Please copy out all of the lines below, requests included, and increase every x and y coordinate in the answers by 101. Leave the numbers in the requests and their format samples as they are, and omit the pictures.

[RECORDS TO PROCESS]
-=-=-

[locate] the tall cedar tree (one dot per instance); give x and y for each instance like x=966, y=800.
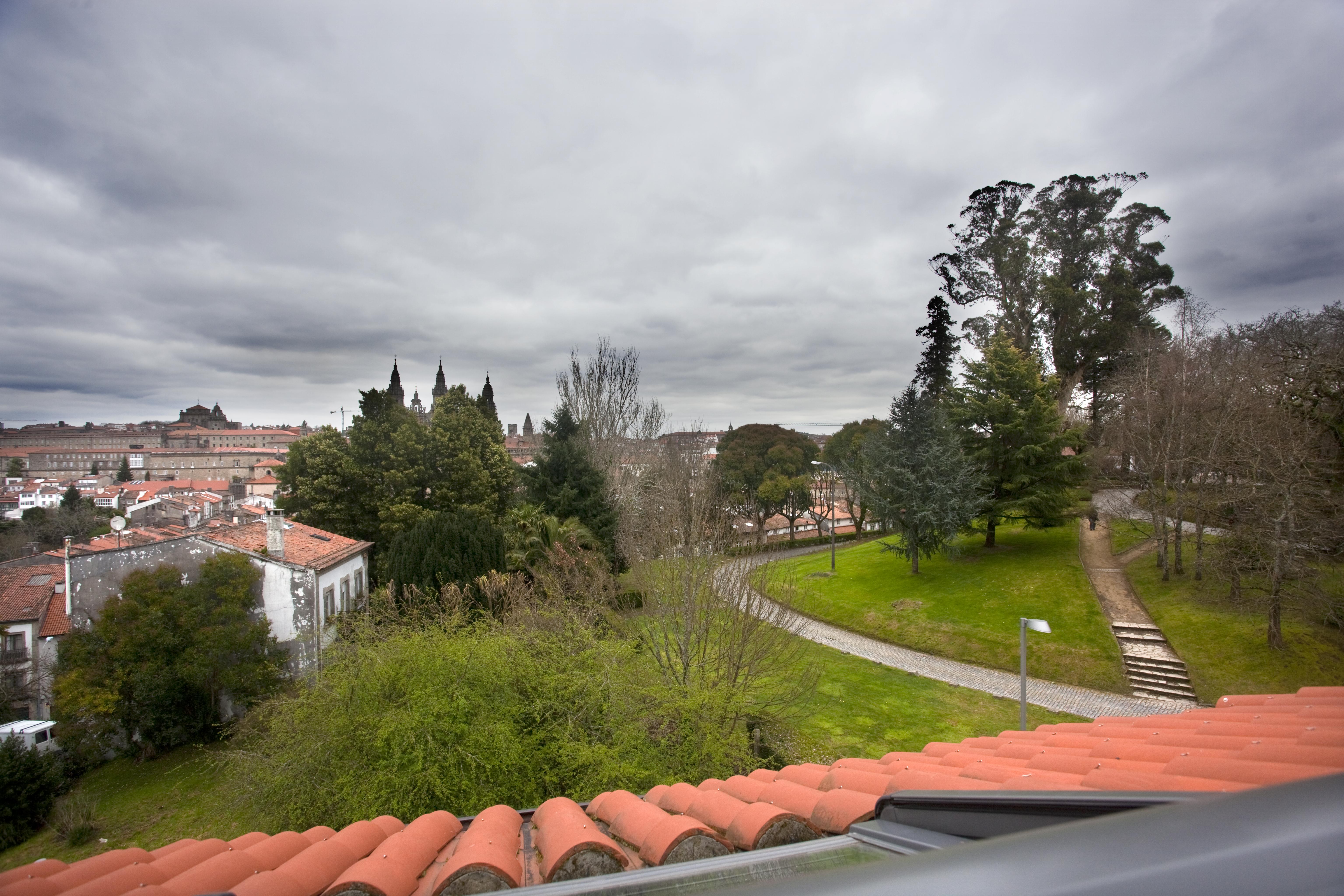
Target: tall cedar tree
x=933, y=373
x=152, y=670
x=565, y=481
x=392, y=473
x=1013, y=428
x=919, y=478
x=29, y=785
x=756, y=455
x=447, y=549
x=845, y=452
x=1062, y=268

-=-=-

[THE RESULT]
[locate] the tall cedar tree (one dot per instance); give x and y for each instance like x=966, y=800.
Target: tall cedar tree
x=1034, y=474
x=253, y=771
x=666, y=582
x=493, y=574
x=1114, y=529
x=1020, y=579
x=130, y=886
x=857, y=556
x=548, y=650
x=946, y=553
x=1163, y=369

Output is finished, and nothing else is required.